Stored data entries
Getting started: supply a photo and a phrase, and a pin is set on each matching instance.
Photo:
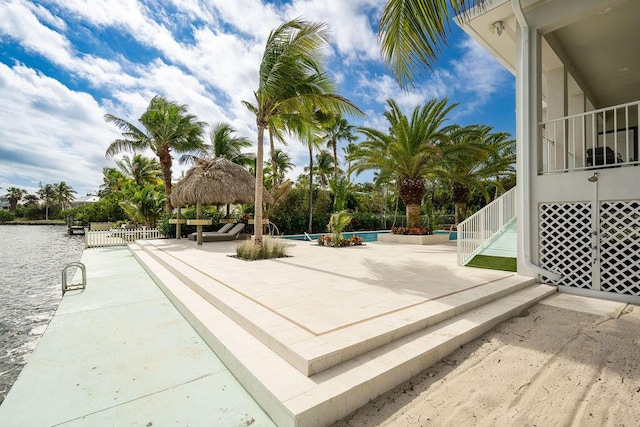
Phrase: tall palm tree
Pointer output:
(47, 194)
(223, 144)
(283, 165)
(292, 82)
(412, 32)
(474, 157)
(336, 128)
(64, 194)
(323, 167)
(408, 153)
(113, 181)
(167, 127)
(142, 170)
(14, 195)
(348, 151)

→ **Task prompt**: In repeating the entries, exclude the pictures and alter nothing else.

→ **Result**:
Getting started: supply a photo and a phrase, and a pin is set on each matching instance.
Photo:
Phrase: tall palm tree
Pointer output:
(47, 194)
(223, 144)
(283, 165)
(292, 82)
(412, 32)
(474, 157)
(336, 128)
(64, 194)
(323, 167)
(408, 153)
(113, 181)
(167, 127)
(142, 170)
(14, 195)
(348, 151)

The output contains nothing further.